### CONSIGNE 1
Selon l'extrait du document, combien de week-ends par mois Eugenia peut-elle se rendre à Paris au maximum ?
### CONSIGNE 2
En vous appuyant sur l'extrait du document, expliquez en une à trois phrases pourquoi la narratrice hésite à envoyer un mail à Eugenia.
------ EXTRAIT DU DOCUMENT ------
Publié le 07 novembre 2008 par Zoridae
Je l'imagine cachée dans un recoin de leur appartement, recroquevillée, l'œil aux aguets ; sans doute, elle profite de ce que son mari soit sorti fumer une cigarette pour me téléphoner. Son accent délicat rend sa diction un peu molle, ses atermoiements m'embarrassent, j'ai du mal à concevoir qu'elle ne soit pas un peu responsable de la situation : Je ne peux pas aller plus d'un week-end par mois à Paris, me dit Eugenia. Or, nous avons deux concerts à organiser ensemble.
Alors que je fais le compte, à haute voix, des répétitions nécessaires, que je lui demande de me répéter ses disponibilités, elle m'interrompt : je dois raccrocher, il arrive. Je referme mon agenda, pensive, hésite à lui envoyer un mail, craint que son époux ne le lise et s'en serve pour lui reprocher je ne sais quoi. A la place, j'envoie un SMS à Melisande, l'amie chanteuse qui me l'a recommandée : Je t'avais dit que j'en voulais une normale !
Au conservatoire, à Lyon, j'ai eu Cadmus, qui ne s'animait que pour donner des indications de tempo, de nuances mais qui, le reste du temps, muet, les lèvres closes sous sa longue moustache noire, s'en tenait à des grognements mystérieux. Il m'est arrivé d'attendre avec lui à l'entrée d'une salle la fin du cours de violon. Le regard fixé sur une affiche quelconque, il était incapable de soutenir une conversation, de croiser un regard. Après trois ans, nous nous connaissions bien : il parvenait, parfois, à articuler Bonjourcommentçava ? lorsque nous nous retrouvions.
Quelques années plus tard, Magda, maigre, blonde, au visage glacial de James Bond Girl slave quittait la salle sur ses talons rouges lorsque, selon elle, l'élève avait insuffisamment travaillé. En revanche, satisfaite de l'effort fourni, elle blaguait avec le professeur de chant durant la moitié du cours. Elle détestait son métier d'accompagnatrice et préférait la vodka glacée. Les soirs de concerts, elle portait des robes sublimes qui éclipsaient les chanteuses. Son visage pâle émergeait de soies froissées aux teintes rares. Sa bouche fardée se pinçait. Ses yeux s'étiraient sur ses tempes comme ceux d'un félin. Pour le cocktail qui suivait les saluts elle prenait soin de se changer, revêtait ses habits de ville ; Finlandaise, elle buvait plus que tous les hommes réunis. Elle finissait par s'endormir sur un canapé mais, même endormie, elle ne desserrait pas les mâchoires.
Une fois j'ai été invitée à répéter chez elle. Avant de fermer le couvercle du piano, elle ajustait sur les touches un beau tissu de velours noir. Et tes enfants, lui ai-je demandé, ils font de la musique ? Non, m'a-t-elle répondu, ils n'ont pas le droit de toucher le piano, ils s'y prennent trop mal et je ne le supporte pas. Serrée dans son tailleur satinée, elle paraissait sur le point de perdre l'équilibre.
------ DONNÉES FOURNIES ------
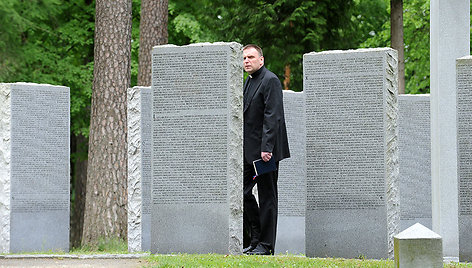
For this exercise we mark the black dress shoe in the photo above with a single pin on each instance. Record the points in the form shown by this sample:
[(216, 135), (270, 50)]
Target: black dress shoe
------
### RÉPONSE RÉDIGÉE 1
Un seul week-end par mois au maximum.

### RÉPONSE RÉDIGÉE 2
Elle craint que le mari d'Eugenia ne lise ce mail et ne s'en serve pour faire des reproches à sa femme. À la place, elle envoie un SMS à Melisande.